Output these lines verbatim, beginning at the line containing "the man's hand." and continuing through the line containing "Target: horizon".

**RECORDS SUPPLIED**
┄┄┄┄┄┄┄┄┄┄┄┄┄┄┄┄┄┄┄┄

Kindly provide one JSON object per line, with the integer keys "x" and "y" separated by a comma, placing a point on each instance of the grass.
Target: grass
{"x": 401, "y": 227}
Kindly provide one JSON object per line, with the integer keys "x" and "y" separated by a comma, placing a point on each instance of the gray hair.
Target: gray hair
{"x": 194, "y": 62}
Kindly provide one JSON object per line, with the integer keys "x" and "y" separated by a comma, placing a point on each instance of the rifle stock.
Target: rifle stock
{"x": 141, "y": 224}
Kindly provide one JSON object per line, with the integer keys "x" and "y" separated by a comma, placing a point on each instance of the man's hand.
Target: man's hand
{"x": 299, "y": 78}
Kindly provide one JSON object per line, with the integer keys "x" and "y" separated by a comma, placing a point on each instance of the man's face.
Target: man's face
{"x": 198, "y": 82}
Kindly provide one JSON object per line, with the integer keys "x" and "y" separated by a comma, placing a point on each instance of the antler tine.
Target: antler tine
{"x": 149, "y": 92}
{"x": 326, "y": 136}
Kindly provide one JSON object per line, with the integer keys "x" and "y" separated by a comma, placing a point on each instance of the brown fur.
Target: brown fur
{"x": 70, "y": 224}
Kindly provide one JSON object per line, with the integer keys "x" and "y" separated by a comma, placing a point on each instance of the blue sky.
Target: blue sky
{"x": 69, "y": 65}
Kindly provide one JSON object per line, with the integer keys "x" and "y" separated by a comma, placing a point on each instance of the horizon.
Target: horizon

┄┄┄┄┄┄┄┄┄┄┄┄┄┄┄┄┄┄┄┄

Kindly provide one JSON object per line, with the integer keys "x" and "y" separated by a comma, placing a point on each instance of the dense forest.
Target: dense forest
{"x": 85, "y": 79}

┄┄┄┄┄┄┄┄┄┄┄┄┄┄┄┄┄┄┄┄

**RESULT FOR THIS EXERCISE**
Kindly provide one JSON object per line, with the integer keys "x" and "y" separated by a comma, placing a point on each instance of the man's hand.
Target: man's hand
{"x": 299, "y": 78}
Kindly provide one JSON object per line, with the integer keys "x" and "y" separated by a comma, placing a point on each instance of the man's face.
Target: man's face
{"x": 198, "y": 82}
Kindly provide one JSON object per line, with the integer keys "x" and "y" separated by a comma, placing a point on each instance of the antler tine.
Target: antler tine
{"x": 149, "y": 92}
{"x": 326, "y": 136}
Kindly provide one JSON object per line, with the integer keys "x" and "y" separated by a comma, placing a point on each instance of the brown fur.
Target: brown fur
{"x": 70, "y": 224}
Kindly provide one JSON object per line, with the integer keys "x" and "y" separated by a comma, placing a point on each instance of the blue sky.
Target: blue sky
{"x": 69, "y": 65}
Kindly provide one JSON object per line, with the integer keys "x" and "y" separated by a comma, placing a point on each instance of the horizon.
Target: horizon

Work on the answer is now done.